Prompt
Carry on the text about tightly coupled LIDAR-inertial SLAM systems from the point where it stops.

Text shown
RF-LIO [67] is a dynamic SLAM framework proposed on the basis of LIO-SAM. The system adaptively adds a multi-resolution range image composed of point clouds and removes moving objects using tightly coupled LIDAR inertial odometry. The LIDAR scans are then matched with the subgraphs. Therefore, it can obtain accurate pose estimation results even in highly dynamic environments. LIO tightly coupled systems based on solid-state LIDAR have also been gradually attracting attention. However, LIO degradation still occurs when moving in open scenes for a long time. FAST-LIO [68] proposed an efficient and robust LIO framework based on tightly coupled iterative Kalman filters for UAV systems. However, the system discards the impact of historical data on the current state. Global pose correction cannot be performed.

The tight coupling of the inertial system will undoubtedly increase the computational burden of the system while improving the accuracy. Most of the existing algorithms improve computing speed by marginalizing historical data or limiting local map capacity. The back end optimization generally only builds the pose graph of the LIDAR without adding the bias and speed measured by the IMU. These methods achieve excellent results in most scenarios. However, due to the dependence on geometric features, once the inertial system loses the LO constraint in the open unstructured scene, the SLAM will suffer serious drift and degradation. The related work on the LIDAR-IMU tightly coupled system is compared in

Table 4. LI tightly coupled system.

Year	Method	Author	Strength	Problem
2018	LIPS [55]	P. Geneva et al.	The singularity free plane factor. Preintegration factor. Graph optimization.	High computational cost. No backend or local optimization.
2019	IN2LAMA [56]	C. Le Gentil et al.	Pre-integration to remove distortion. Unified representation of inertial data and point cloud.	The open outdoor scene fails.
2019	LIO-mapping [57]	H. Ye et al.	Sliding window. Local optimization.	High computational cost. Not real time.
2020	LiDAR Inertial Odometry [58]	W. Ding et al.	The occupancy grid based LO. Map updates in dynamic environments.	Degradation in unstructured scenes.
2020	LIO-SAM [61]	T. Shan et al.	Sliding window. Add GPS factor. Marginalize historical frames and generate local maps.	Poor closed loop detection. Degradation in open scenes.
2021	LIRO [63]	T.-M. Nguyen et al.	UWB constraints. Build fusion error.	UWB usage scenarios are limited.
2021	Inertial Aided 3D LiDAR SLAM [64]	W. Chen et al.	Refine point cloud feature classification. Closed Loop Detection Based on LPD-Net.	Degradation in unstructured scenes.
2021	KFS-LIO [65]	W. Li et al.	Point cloud feature filtering Efficient Computing.	Poor closed loop detection.
2021	CLINS [66]	J. Lv et al.	The two-state continuous-time trajectory correction method. Optimization based on dynamic and static control points.	High computational cost. Affected by sensor degradation.
2021	RF-LIO [67]	IEEE	Remove dynamic objects. Match scan to the submap.	Low dynamic object removal rate.
2021	FAST-LIO [68]	W. Xu et al.	Iterated Kalman Filter. Fast and efficient.	Cumulative error. No global optimization.

.

Data extract
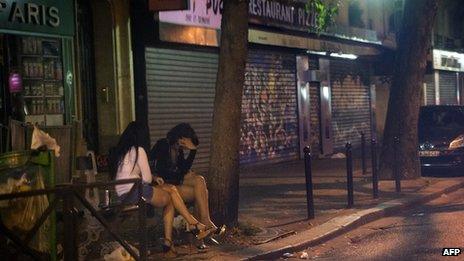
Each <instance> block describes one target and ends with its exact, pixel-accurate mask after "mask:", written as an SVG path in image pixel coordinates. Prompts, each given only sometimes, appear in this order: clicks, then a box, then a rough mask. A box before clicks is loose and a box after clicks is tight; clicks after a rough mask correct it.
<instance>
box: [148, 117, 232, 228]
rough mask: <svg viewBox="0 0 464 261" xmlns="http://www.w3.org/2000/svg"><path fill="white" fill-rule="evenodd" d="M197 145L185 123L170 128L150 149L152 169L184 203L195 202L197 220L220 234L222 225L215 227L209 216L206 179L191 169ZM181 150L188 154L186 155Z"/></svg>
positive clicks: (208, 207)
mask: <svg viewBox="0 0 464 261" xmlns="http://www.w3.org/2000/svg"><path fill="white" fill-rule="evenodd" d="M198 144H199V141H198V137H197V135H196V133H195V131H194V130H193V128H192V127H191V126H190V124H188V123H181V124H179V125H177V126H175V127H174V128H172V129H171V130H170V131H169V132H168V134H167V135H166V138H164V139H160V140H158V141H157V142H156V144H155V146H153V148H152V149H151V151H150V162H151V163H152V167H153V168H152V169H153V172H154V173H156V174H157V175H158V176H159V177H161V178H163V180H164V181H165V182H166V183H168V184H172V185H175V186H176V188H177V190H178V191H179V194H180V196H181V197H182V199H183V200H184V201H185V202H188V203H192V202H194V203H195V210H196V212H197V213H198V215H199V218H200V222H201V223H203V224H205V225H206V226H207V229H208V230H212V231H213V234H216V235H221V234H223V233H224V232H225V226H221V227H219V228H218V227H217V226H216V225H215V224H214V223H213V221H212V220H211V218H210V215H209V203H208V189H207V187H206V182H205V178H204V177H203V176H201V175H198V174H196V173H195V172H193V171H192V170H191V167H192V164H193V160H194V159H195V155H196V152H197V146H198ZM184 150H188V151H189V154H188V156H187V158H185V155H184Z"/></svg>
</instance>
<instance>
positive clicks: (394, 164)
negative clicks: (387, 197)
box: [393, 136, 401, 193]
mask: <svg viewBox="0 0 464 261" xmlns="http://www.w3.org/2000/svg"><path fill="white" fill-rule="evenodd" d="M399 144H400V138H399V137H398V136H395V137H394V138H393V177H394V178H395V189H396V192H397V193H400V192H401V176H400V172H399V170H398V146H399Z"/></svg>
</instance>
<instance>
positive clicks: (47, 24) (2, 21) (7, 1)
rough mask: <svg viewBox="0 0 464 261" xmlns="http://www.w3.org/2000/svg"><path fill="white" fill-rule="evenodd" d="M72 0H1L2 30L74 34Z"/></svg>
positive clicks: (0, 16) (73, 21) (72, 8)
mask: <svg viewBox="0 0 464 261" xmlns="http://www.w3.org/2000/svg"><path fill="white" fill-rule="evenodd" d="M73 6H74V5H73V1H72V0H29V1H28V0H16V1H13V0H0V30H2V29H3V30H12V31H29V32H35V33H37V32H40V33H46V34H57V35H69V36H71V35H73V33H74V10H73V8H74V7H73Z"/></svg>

Response for this exercise
With the development and improvement of the IMU pre-integration theory, the LO system can establish a stronger constraint relationship with the IMU. The localization accuracy of the SLAM system has also been further improved. However, tight coupling involves a great amount of computation. Finding a balance between the speed and the precision is the difficulty of this stage of work.

4.2. LIDAR-Visual-IMU Tightly Coupled System

Although the study of visual SLAM started relatively late, it quickly became a research hotspot of SLAM technology due to its advantages of small size and low cost. Many VIO works have reported in recent years. Vision forms an excellent complementation with LIDAR because it is not constrained by the structure of the scene. Therefore, LVI systems have received increasing attention owing to their stronger robustness in sensor degradation scenarios.

The strong data association between point clouds and images enables the system to tightly combine multiple effective features in the preprocessing stage. They will play an important role in the matching and optimization process. The LVI tightly coupled system is divided into two coupling methods based on optimization and filtering. The optimization-based approach tightly integrates the error models of individual sensors and reduces the sensitivity of time synchronization by using local maps or sliding windows. This method simultaneously optimizes historical poses and achieves real-time performance with BA. In addition, this paper classifies the tight association of sensor data level as a special category of the tightly coupled. Although no joint optimization is performed during the pose solving, these works strongly correlate the data through preprocessing, and already contain the necessary key information of the sensor in single objective function. They all have a closed system, which is less scalable and compatible with other sensors. Filter-based approaches merely use the sensor data of the current frame and rely on the time synchronization of each data. Since the influence of historical data on the current pose is not considered, the amount of computation is relatively small and the scalability is relatively good.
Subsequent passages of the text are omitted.